**OBJECTIVE:**
Convert the data below into a numbered list with one item per line, leaving out any blank lines.

**RECORDS FOR THE TASK:**
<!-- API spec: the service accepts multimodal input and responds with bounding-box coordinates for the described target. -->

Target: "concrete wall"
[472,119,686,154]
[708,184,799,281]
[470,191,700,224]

**REPLY TO THE EXERCISE:**
1. <!-- API spec: the service accepts multimodal input and responds with bounding-box coordinates for the described target. -->
2. Target: "concrete wall"
3. [472,119,686,154]
4. [708,184,799,281]
5. [470,191,700,224]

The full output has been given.